* [PASSAGE]

BEGIN

I bought Izzy a play pen today from pets @ home so she can run around outside the cage for a bit as we dont have a bath. also make sure you watch teddy in his ball, Izzy discovered last night that if she chews the tabs that hold the door on she can get out. She was found 5 mins later hiding in my fiances sock drawer lol


----------



## niki87 (Nov 18, 2009)

Awww he is a stunning boy....as is Tiger! Well done on taming him!! xx


----------



## Celestial (Oct 25, 2010)

noushka05 said:


> my hammies range from around 10 months to 15 weeks-ish, the rest in between altho one of my rescues looks older than his previous owner says:confused1:


Aww, how cute. I wish I'd thought of getting a rescue hamster... 



SatanicGoth said:


> I also make Kissy noises, sometimes Izzy ignores me and sometimes she comes over lol. For the first week everytime I put Izzy in her ball she pee'd in it and I think that was nerves, she doesnt do it anymore and she seems less jumpy.
> you could close the door of the room your in with the hammie so the dogs not around, let the dog sniff the cage and hammie in the cage but becareful about out of the cage as this isnt the hammies own space and it may get scared and bite, most probably you.
> 
> I bought Izzy a play pen today from pets @ home so she can run around outside the cage for a bit as we dont have a bath. also make sure you watch teddy in his ball, Izzy discovered last night that if she chews the tabs that hold the door on she can get out. She was found 5 mins later hiding in my fiances sock drawer lol


Yeah, Teddy sticks his nose out of his house whenever I make kissy noises now. :3 I put him in his ball again and he's getting the hang of it more and he's zooming around. I would close the door of my room, but Tiger would sit outside, crying, scratching at the door, and we live in a condo, so I don't want people to complain about the noise. Either I do it when he's sleeping or sneak Teddy elsewhere when he doesn't notice.

Ooh, that's very smart of her! I hope Teddy doesn't do that. Perhaps I could somehow tape the top of the ball on for exercise time and then put new tape on it every time? I remember with my dwarf hamster a while back, he would run straight into a wall and the top would come off the ball sometimes, thankfully I caught him just in time. Hopefully Teddy won't figure that out, haha.

END

* [TASKS TO COMPLETE]
1 > Update the thread from "Aww, how cute." to "seems less jumpy.", changing "rescue hamster" to "second hamster".
2 > Summarize the thread in two sentences.
None of the items are needed for this work.

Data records
BEGIN

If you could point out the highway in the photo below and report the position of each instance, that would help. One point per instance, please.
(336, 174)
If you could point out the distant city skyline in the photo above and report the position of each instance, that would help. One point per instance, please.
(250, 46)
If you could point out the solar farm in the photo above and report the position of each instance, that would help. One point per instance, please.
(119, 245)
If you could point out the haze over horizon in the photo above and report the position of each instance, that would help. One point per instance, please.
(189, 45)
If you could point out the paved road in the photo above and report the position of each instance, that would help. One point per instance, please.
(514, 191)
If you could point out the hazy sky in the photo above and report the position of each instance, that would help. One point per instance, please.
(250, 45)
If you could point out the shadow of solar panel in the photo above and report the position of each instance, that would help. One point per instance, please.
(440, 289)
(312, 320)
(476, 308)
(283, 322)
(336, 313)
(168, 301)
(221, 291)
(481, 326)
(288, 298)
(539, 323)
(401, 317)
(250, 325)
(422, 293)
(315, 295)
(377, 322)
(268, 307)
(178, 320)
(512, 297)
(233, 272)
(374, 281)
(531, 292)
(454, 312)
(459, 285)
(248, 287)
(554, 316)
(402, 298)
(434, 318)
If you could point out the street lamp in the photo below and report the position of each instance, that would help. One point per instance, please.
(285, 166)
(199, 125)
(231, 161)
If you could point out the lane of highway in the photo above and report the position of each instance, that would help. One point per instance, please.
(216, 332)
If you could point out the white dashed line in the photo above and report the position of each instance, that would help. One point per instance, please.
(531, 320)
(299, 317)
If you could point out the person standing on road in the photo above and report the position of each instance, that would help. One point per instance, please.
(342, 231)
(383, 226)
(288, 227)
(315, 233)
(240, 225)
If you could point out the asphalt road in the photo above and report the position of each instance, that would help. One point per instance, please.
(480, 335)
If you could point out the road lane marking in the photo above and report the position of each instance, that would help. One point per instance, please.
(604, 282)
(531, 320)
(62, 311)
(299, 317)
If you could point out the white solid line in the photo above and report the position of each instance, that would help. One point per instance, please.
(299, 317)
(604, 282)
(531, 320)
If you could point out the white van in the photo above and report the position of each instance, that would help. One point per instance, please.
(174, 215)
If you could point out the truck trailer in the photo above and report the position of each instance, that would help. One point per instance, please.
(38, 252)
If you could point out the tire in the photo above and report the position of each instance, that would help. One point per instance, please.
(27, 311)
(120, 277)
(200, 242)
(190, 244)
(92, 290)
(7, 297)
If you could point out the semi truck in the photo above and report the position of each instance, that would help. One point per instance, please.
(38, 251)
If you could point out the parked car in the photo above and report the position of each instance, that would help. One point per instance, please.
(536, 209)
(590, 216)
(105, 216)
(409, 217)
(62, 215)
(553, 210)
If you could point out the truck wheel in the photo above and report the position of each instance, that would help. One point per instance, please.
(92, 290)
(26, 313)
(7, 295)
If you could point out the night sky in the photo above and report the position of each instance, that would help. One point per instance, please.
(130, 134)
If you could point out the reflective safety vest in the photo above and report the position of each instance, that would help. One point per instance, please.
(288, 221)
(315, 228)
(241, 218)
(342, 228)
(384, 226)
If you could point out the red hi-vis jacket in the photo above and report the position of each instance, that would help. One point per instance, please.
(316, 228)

END

* [OUTPUTS BY TASK]
1 >
Aww, how cute. I wish I'd thought of getting a second hamster... 



SatanicGoth said:


> I also make Kissy noises, sometimes Izzy ignores me and sometimes she comes over lol. For the first week everytime I put Izzy in her ball she pee'd in it and I think that was nerves, she doesnt do it anymore and she seems less jumpy.

2 > One poster reports buying a play pen for Izzy and warns that Izzy got out of her ball by chewing the tabs that hold the door on, turning up later in a sock drawer. In reply, another poster says Teddy now responds to kissy noises and is getting the hang of his ball, and suggests taping the top of the ball on during exercise time so Teddy cannot get out the same way.